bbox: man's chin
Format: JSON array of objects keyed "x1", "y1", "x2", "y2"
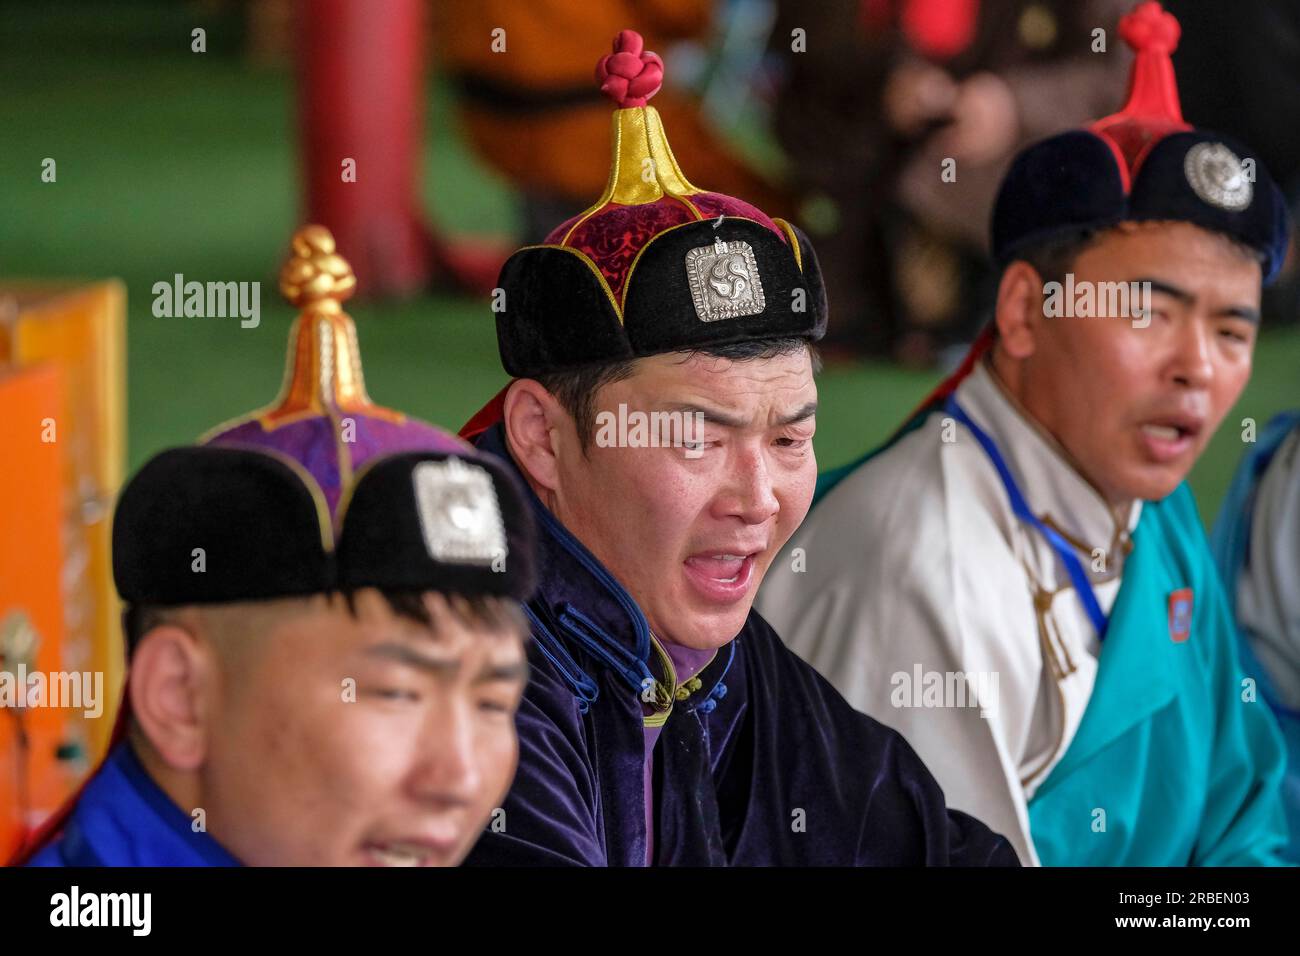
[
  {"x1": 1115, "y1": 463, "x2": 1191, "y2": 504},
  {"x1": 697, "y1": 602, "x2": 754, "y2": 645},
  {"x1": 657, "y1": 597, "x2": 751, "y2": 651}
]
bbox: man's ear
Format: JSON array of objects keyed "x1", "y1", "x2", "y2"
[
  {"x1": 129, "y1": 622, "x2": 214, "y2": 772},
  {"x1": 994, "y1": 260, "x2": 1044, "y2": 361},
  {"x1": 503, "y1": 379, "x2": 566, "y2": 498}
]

· · · · · · ·

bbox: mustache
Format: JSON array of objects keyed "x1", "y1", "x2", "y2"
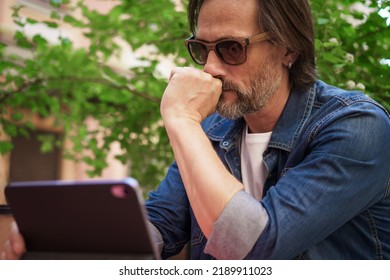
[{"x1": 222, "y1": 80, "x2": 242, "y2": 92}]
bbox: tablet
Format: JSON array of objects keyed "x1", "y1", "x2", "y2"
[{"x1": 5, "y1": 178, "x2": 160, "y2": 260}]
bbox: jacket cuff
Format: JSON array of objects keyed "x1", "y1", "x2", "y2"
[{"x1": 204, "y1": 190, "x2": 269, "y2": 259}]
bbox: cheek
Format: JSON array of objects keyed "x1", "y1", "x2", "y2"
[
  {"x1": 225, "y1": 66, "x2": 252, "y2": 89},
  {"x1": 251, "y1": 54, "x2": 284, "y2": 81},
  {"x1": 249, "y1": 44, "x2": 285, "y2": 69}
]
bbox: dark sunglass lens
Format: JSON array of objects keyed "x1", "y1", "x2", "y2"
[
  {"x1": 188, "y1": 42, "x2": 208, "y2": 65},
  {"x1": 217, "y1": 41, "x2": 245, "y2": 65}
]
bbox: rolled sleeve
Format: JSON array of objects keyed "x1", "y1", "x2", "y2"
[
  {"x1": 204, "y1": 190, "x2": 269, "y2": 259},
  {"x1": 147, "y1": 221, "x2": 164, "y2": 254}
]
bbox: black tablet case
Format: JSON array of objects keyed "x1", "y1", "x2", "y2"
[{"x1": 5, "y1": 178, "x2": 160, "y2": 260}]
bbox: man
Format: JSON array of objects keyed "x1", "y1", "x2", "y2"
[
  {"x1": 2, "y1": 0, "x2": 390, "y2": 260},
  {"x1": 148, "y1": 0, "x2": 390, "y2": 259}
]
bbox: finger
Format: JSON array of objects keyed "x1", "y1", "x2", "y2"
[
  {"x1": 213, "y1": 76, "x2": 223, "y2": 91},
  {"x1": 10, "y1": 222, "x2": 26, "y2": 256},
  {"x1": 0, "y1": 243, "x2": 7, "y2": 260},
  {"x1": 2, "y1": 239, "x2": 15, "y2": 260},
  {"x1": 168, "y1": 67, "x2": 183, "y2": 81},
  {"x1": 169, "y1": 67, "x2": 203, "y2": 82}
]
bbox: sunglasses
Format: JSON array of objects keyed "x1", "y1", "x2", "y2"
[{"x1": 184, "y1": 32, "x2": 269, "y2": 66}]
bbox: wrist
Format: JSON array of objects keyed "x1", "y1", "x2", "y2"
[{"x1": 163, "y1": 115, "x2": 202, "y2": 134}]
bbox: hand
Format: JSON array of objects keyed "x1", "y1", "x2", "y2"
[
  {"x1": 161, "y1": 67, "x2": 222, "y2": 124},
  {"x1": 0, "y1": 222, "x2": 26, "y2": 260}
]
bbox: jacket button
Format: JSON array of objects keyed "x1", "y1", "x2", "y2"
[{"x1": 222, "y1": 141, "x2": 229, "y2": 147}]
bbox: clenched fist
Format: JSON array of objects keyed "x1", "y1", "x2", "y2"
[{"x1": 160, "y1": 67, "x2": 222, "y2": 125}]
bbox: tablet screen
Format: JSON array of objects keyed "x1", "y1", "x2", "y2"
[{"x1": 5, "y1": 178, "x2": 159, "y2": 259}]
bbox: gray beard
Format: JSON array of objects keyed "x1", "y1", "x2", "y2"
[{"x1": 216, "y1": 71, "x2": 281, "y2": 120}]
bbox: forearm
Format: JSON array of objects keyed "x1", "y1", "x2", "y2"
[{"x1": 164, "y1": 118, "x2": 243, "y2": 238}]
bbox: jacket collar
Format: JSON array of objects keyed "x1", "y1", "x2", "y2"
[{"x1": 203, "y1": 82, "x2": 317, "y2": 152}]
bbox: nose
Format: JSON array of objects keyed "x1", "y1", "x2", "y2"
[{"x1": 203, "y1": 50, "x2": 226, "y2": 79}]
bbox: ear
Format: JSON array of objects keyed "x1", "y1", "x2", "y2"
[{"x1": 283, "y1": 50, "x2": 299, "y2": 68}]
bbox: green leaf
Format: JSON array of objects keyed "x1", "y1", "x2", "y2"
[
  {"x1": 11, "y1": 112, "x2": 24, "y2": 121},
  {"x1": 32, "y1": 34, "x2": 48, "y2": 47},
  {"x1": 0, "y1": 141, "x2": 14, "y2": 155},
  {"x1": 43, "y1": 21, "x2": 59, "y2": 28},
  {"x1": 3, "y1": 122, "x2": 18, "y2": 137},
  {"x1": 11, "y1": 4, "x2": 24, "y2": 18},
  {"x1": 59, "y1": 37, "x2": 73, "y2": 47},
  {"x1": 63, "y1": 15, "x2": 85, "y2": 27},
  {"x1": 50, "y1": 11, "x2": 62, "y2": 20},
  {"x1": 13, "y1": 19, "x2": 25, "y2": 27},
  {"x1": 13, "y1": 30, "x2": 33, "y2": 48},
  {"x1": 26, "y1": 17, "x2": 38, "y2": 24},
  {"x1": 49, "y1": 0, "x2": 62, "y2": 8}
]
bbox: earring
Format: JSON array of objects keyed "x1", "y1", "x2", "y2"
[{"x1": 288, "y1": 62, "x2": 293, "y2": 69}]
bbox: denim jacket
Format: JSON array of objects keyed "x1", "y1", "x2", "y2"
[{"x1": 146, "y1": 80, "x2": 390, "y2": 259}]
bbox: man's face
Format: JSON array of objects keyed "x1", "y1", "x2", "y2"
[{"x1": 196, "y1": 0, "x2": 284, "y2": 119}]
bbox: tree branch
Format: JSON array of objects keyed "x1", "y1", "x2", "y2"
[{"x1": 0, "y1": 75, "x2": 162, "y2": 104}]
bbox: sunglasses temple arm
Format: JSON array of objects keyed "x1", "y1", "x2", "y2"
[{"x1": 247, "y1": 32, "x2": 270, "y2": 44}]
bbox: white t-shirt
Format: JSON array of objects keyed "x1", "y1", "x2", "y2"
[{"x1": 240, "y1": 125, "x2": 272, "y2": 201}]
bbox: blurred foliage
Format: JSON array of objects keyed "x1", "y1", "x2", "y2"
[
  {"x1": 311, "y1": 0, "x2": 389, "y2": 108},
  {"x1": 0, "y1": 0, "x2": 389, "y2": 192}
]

· · · · · · ·

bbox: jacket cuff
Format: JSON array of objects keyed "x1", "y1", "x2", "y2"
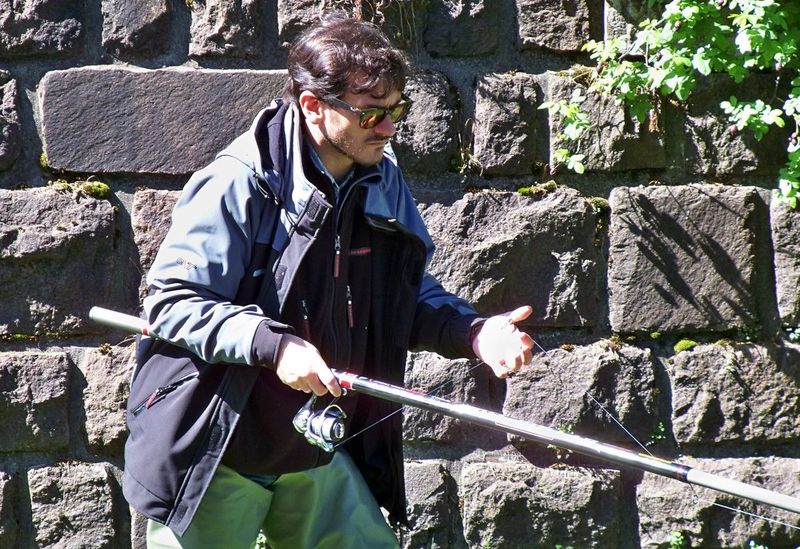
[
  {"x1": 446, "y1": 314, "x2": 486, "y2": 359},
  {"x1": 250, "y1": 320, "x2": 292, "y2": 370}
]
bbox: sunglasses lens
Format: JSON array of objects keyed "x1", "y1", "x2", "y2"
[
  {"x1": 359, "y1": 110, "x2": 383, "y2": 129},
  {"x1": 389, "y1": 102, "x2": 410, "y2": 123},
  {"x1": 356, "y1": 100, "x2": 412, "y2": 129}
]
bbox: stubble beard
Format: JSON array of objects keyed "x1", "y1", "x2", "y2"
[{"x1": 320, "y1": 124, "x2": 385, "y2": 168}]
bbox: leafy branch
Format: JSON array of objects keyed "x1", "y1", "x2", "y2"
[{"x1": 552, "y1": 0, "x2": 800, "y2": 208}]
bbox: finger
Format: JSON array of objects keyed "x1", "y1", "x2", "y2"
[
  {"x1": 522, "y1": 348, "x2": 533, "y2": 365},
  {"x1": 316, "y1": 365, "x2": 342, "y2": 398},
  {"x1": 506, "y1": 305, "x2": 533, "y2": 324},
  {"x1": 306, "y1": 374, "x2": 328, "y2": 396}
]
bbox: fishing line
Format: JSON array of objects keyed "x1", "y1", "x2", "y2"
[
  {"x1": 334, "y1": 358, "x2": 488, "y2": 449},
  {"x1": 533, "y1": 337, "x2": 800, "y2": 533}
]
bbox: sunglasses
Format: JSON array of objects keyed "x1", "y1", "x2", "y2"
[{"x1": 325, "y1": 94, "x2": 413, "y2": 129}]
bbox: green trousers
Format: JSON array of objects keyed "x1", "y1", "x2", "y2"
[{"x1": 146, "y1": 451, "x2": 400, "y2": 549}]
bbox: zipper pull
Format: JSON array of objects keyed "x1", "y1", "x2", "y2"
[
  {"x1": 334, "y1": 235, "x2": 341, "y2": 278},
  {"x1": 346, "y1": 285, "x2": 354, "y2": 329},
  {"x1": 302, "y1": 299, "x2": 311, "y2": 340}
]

· · · · · · ·

### THE TASK
Tally the lines above with "lens", please; number only.

### ANSWER BOX
2